* How to complete this task: Where an entry below contains an image, skip the image and copy the rest exactly.

* Collection entries:
== == ==

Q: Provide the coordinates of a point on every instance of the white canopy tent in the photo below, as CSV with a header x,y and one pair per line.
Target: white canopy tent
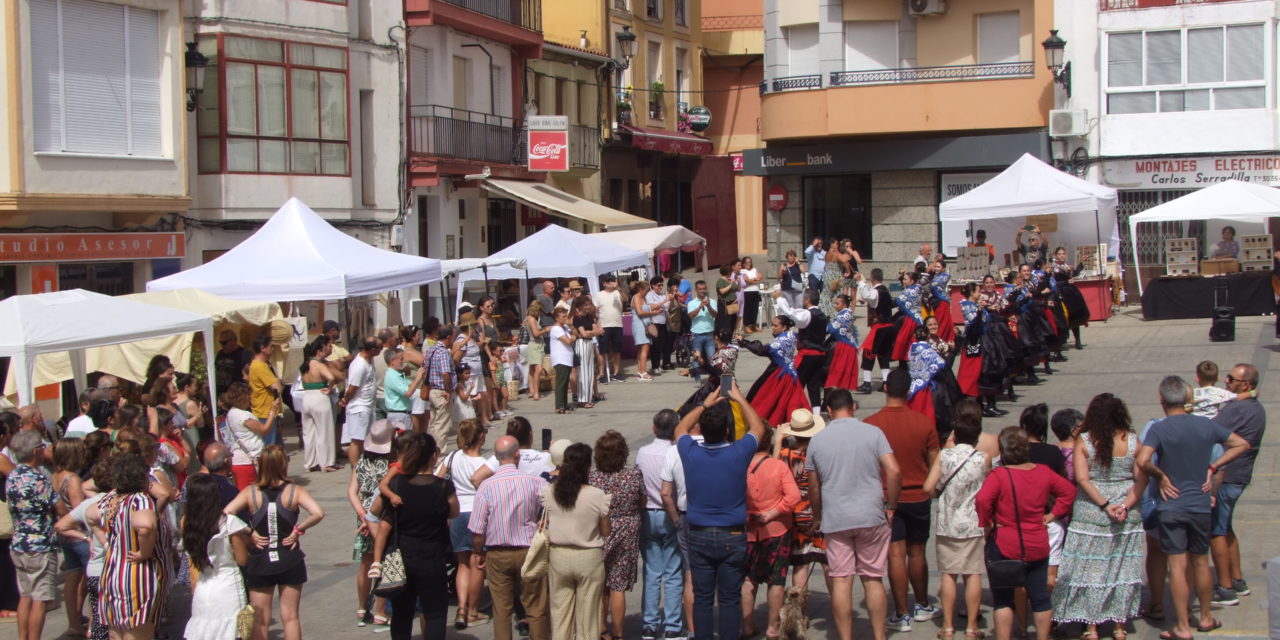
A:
x,y
129,360
658,241
76,320
558,252
1029,188
1232,200
298,256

== == ==

* Exercise output:
Q: Provide the coordinates of a point on every instance of the white canopy tent in the photo below, as CSV with a header x,y and one pair per line.
Target: white canopy tent
A:
x,y
129,360
658,241
76,320
558,252
1029,188
1232,200
298,256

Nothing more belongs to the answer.